> Document extract:
#####

The story of the Greek Revolution and how the Greek people eventually won their freedom after suffering under the Ottoman yoke contains many miracles – and one of these is the life story of George Sirian, who escaped the Psara massacre, only to be adopted by an American naval officer.

One of the many Greek orphans who were adopted by Americans during that period, Sirian, who was born in 1818, thrived under the protection of his adoptive family, growing up and carving out a place in America through his own determination and hard work.

Sirian Gunner promotion
George Sirian’s transfer to Norfolk Naval Shipyard as a gunner in 1843 is recorded in paperwork in the collections of the USS Constitution Museum. Credit: USSConstitutionMuseum.org

And like other orphans rescued from Greece during the War of Independence, he rose to become very prominent in his line of work.

Sirian became so well known in the United States Navy that an award was named after him —  the George Sirian Meritorious Service Award — given annually to an outstanding Chief Petty Officer selected from the entire United States Navy fleet worldwide, in ceremonies that are held annually aboard the U.S.S. Constitution, on which he served.

Rescued from a massacre, taken under wing of US Navy

The story of the six-year-old Greek boy who somehow escaped the Psara massacre and became the youngest sailor and longest-serving non-commissioned officer in the US Navy is an improbable one, but one that is no less believable than that of modern Greece itself.

Through the dint of his native intelligence and sheer will to survive, he came to flourish in his new surroundings — much like so many other Greeks who were forced to emigrate from their homeland.

George Ipsara Sirian was orphaned in July of 1824, before the age of six, during a battle of the Greek War of Independence. His mother was said to have placed him in a small boat in the sea to escape the massacre which took place on the Aegean island of Psara.

#####

> Source material:
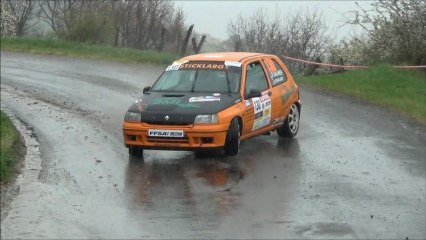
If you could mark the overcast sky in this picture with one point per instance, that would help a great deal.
(212, 17)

#####

> Directions:
1) According to the passage on George Sirian, why was he put in a small boat in the sea? Answer in one to three sentences.
2) Copy the passage on George Sirian from "Sirian became so" to "modern Greece itself.".

> In response:
1) His mother was said to have placed him in a small boat to escape the massacre on the Aegean island of Psara. This happened in July 1824, during a battle of the Greek War of Independence, before he was six.

2)
Sirian became so well known in the United States Navy that an award was named after him —  the George Sirian Meritorious Service Award — given annually to an outstanding Chief Petty Officer selected from the entire United States Navy fleet worldwide, in ceremonies that are held annually aboard the U.S.S. Constitution, on which he served.

Rescued from a massacre, taken under wing of US Navy

The story of the six-year-old Greek boy who somehow escaped the Psara massacre and became the youngest sailor and longest-serving non-commissioned officer in the US Navy is an improbable one, but one that is no less believable than that of modern Greece itself.